-- What is required --
The answer must be a single number: how many lines in this listing hold the word "light".
++++ Dataset records
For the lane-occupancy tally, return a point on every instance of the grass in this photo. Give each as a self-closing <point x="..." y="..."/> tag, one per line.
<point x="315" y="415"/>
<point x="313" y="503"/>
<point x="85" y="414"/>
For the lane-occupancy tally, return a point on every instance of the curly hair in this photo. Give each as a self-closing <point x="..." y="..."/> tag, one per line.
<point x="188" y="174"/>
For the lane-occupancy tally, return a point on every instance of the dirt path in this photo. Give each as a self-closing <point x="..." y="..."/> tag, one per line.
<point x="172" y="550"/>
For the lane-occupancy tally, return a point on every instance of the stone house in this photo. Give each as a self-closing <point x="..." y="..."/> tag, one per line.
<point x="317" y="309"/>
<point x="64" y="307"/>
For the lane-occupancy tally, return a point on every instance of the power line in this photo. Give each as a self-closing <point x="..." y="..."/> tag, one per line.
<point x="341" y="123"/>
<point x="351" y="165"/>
++++++++
++++ Dataset records
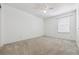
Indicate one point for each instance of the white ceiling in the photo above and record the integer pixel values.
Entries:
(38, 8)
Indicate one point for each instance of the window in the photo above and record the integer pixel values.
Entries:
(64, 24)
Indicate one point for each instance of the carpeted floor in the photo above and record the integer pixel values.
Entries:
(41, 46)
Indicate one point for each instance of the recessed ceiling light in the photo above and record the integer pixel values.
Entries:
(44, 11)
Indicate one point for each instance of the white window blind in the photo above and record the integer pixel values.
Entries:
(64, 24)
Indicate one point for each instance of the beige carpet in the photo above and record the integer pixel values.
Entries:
++++++++
++++ Dataset records
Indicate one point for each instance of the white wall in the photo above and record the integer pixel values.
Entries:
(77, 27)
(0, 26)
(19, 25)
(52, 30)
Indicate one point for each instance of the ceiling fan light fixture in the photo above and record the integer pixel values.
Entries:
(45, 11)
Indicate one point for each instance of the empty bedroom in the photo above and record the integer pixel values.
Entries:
++++++++
-- Your solution --
2